▶ TEXT PASSAGE:
-- Opening Marker --

RNAi Also Conquers the Central Nervous System

In the span of a day, RNAi Therapeutics have gone from a mechanism widely viewed as being constrained to the liver only, to a major therapeutic modality for many targets and indications in a variety of tissues.  Due to the demonstrations in the liver, lung (yesterday), and today the central nervous system to potently and specifically knock down genes with infrequent dosing, RNAi will play a prominent role in today’s precision medicine-oriented drug development.

Employing C16 lipid-conjugated, chemically stabilized RNAi triggers, Alnylam and their partner in CNS drug development Regeneron achieved 84-90% maximal target gene knockdown with knockdown persisting at >70% for at least 3 months after a single dose.

Since chemical stability has been key to the successes in the lung, CNS, and also liver, it seems very likely that similar breakthroughs will be achievable for muscle, kidney, adipose tissues, and (in the words of Alnylam's President) 'even tumors' that Alnylam and Arrowhead are working on.

The initial target in the phase I study of ALN-APP was amyloid beta precursor protein (APP). Unlike the armada of antibodies that have targeted every known aggregation form of abeta for the treatment of Alzheimer’s, ALN-APP reduces them all and before they are even made thereby offering a unique angle to this important target.  An even more exciting near-term application of ALN-APP in my opinion is for cerebral amyloid angiopathy (CAA) where abeta accumulation near blood vessels can lead to intracerebral hemorrhage.  Studies with antibodies in Alzheimer’s have actually led to fatal damage to those very intracerebral blood vessels by causing local inflammation, and thereby make them a bad choice for CAA.

-- Closing Marker --

▶ INFORMATION SHOWN:

-- Opening Marker --

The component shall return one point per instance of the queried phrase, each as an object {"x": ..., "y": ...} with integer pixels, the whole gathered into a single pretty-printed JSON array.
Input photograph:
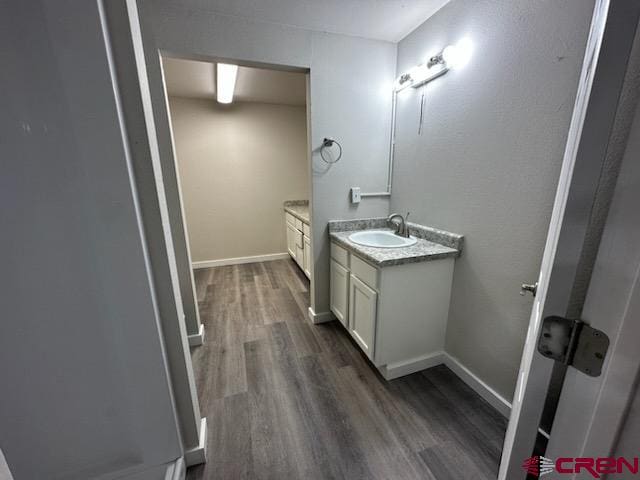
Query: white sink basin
[{"x": 381, "y": 239}]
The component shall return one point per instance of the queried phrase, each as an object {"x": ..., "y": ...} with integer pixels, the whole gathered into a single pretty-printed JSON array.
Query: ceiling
[
  {"x": 389, "y": 20},
  {"x": 194, "y": 79}
]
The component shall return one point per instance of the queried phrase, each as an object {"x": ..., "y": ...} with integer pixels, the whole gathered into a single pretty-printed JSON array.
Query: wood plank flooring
[{"x": 286, "y": 399}]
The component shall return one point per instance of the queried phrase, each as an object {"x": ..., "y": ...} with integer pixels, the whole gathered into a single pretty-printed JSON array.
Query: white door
[
  {"x": 574, "y": 224},
  {"x": 592, "y": 411},
  {"x": 362, "y": 314},
  {"x": 339, "y": 284}
]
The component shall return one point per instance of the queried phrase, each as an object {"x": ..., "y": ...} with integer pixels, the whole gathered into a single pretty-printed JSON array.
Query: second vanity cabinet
[
  {"x": 396, "y": 314},
  {"x": 299, "y": 242}
]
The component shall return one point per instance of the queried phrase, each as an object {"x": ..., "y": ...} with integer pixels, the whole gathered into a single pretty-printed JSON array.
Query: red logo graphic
[
  {"x": 538, "y": 465},
  {"x": 596, "y": 467}
]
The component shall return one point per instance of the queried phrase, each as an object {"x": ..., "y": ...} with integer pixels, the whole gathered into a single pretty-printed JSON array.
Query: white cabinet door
[
  {"x": 299, "y": 247},
  {"x": 306, "y": 264},
  {"x": 362, "y": 314},
  {"x": 291, "y": 240},
  {"x": 340, "y": 292}
]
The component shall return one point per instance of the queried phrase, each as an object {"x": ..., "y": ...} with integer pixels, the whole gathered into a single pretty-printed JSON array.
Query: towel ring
[{"x": 327, "y": 143}]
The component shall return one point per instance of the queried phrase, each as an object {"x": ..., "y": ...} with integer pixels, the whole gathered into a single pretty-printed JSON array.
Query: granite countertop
[
  {"x": 432, "y": 244},
  {"x": 299, "y": 209}
]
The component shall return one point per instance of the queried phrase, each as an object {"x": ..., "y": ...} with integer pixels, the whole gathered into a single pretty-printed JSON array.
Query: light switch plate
[{"x": 355, "y": 195}]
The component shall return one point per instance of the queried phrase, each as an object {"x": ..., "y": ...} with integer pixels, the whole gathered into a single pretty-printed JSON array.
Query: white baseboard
[
  {"x": 239, "y": 260},
  {"x": 198, "y": 455},
  {"x": 407, "y": 367},
  {"x": 197, "y": 339},
  {"x": 496, "y": 400},
  {"x": 320, "y": 317},
  {"x": 176, "y": 470}
]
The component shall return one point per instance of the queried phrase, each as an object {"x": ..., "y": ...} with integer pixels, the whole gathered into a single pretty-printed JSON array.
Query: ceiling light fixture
[{"x": 226, "y": 82}]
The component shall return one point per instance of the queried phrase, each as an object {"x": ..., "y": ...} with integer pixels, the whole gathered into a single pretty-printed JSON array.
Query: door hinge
[{"x": 573, "y": 343}]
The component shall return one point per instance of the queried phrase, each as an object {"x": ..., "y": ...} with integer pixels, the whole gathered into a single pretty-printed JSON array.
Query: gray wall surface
[
  {"x": 238, "y": 164},
  {"x": 350, "y": 82},
  {"x": 487, "y": 162},
  {"x": 85, "y": 389}
]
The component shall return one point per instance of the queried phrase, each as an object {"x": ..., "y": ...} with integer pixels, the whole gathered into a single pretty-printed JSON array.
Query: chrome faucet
[{"x": 402, "y": 229}]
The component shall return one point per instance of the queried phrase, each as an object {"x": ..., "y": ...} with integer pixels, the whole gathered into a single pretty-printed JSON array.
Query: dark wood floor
[{"x": 285, "y": 399}]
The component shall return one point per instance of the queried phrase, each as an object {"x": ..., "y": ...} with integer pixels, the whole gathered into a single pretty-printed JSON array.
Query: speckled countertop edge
[
  {"x": 299, "y": 209},
  {"x": 438, "y": 244}
]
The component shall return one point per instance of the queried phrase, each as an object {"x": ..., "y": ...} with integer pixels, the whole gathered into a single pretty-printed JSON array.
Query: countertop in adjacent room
[{"x": 299, "y": 209}]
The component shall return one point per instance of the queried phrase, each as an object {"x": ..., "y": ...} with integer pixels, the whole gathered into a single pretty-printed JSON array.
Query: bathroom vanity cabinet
[
  {"x": 299, "y": 242},
  {"x": 396, "y": 314}
]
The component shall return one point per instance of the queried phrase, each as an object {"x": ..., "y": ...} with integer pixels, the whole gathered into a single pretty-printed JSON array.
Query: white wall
[
  {"x": 237, "y": 165},
  {"x": 85, "y": 389},
  {"x": 487, "y": 162},
  {"x": 350, "y": 82}
]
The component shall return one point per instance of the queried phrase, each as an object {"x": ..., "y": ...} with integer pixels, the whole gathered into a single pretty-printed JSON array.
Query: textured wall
[
  {"x": 237, "y": 165},
  {"x": 487, "y": 161}
]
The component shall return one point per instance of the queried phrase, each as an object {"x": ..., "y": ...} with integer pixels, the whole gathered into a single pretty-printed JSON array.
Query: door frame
[{"x": 566, "y": 268}]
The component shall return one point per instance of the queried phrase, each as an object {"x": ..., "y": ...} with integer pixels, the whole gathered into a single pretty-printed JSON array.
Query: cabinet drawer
[
  {"x": 290, "y": 218},
  {"x": 365, "y": 272},
  {"x": 340, "y": 255}
]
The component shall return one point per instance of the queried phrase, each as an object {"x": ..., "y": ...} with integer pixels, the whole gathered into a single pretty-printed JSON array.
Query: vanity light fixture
[
  {"x": 453, "y": 56},
  {"x": 226, "y": 82}
]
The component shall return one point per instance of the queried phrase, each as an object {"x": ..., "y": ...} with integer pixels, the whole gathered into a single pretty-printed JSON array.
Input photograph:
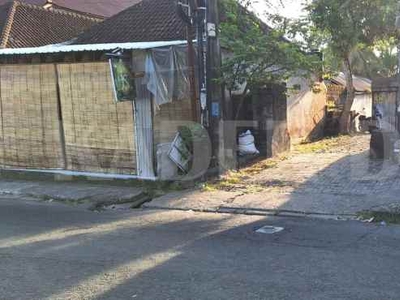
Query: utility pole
[{"x": 219, "y": 107}]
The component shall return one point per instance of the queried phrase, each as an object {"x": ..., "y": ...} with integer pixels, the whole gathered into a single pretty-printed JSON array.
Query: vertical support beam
[
  {"x": 215, "y": 91},
  {"x": 60, "y": 118}
]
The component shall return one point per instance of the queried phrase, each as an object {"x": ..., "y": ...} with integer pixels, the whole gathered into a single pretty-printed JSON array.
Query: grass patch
[
  {"x": 324, "y": 145},
  {"x": 379, "y": 216}
]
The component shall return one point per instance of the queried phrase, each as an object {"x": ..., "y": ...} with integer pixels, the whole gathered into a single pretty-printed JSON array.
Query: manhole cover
[{"x": 270, "y": 229}]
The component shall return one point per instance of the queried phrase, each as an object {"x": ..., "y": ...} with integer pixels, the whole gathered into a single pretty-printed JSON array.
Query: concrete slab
[{"x": 92, "y": 194}]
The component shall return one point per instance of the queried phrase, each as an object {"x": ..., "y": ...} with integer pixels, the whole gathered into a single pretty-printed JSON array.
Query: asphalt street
[{"x": 53, "y": 251}]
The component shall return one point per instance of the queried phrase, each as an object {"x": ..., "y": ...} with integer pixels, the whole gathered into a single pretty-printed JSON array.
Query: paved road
[
  {"x": 341, "y": 180},
  {"x": 50, "y": 251}
]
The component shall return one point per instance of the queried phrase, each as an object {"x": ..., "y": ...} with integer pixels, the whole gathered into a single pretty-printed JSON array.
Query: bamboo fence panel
[
  {"x": 99, "y": 134},
  {"x": 30, "y": 125}
]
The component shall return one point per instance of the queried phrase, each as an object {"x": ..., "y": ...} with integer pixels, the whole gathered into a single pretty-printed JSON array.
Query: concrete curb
[{"x": 260, "y": 212}]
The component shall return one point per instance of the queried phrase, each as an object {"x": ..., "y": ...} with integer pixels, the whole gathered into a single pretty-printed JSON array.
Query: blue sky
[{"x": 291, "y": 8}]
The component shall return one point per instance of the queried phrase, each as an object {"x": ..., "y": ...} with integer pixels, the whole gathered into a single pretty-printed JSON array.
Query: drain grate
[{"x": 270, "y": 230}]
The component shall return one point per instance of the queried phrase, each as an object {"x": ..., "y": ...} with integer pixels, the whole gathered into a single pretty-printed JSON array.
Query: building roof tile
[
  {"x": 149, "y": 20},
  {"x": 28, "y": 25}
]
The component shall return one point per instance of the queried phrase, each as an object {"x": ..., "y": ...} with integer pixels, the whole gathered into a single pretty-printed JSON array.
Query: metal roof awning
[{"x": 90, "y": 47}]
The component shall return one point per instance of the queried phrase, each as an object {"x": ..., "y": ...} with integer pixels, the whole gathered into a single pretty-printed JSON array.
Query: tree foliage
[
  {"x": 257, "y": 54},
  {"x": 351, "y": 30}
]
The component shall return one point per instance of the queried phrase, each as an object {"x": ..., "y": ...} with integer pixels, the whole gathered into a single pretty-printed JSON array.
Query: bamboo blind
[
  {"x": 30, "y": 126},
  {"x": 169, "y": 118},
  {"x": 99, "y": 134}
]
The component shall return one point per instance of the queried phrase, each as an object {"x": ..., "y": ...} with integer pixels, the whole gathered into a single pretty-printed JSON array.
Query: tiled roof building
[
  {"x": 28, "y": 25},
  {"x": 149, "y": 20}
]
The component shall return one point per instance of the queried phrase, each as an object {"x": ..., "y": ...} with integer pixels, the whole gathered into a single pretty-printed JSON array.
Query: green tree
[
  {"x": 348, "y": 26},
  {"x": 257, "y": 54}
]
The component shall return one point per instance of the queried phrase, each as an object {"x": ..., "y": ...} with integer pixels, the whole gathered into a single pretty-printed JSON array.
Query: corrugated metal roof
[
  {"x": 361, "y": 84},
  {"x": 91, "y": 47}
]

-- Closing Marker --

▶ REQUIREMENT 1: In the text about RNAi in the central nervous system, how long did target gene knockdown persist at >70% after a single dose?
▶ REQUIREMENT 2: From the text about RNAi in the central nervous system, copy the passage from "Employing C16 lipid-conjugated, chemically" up to and including "a single dose.".

▶ TASK ANSWER 1: At least 3 months.

▶ TASK ANSWER 2:
Employing C16 lipid-conjugated, chemically stabilized RNAi triggers, Alnylam and their partner in CNS drug development Regeneron achieved 84-90% maximal target gene knockdown with knockdown persisting at >70% for at least 3 months after a single dose.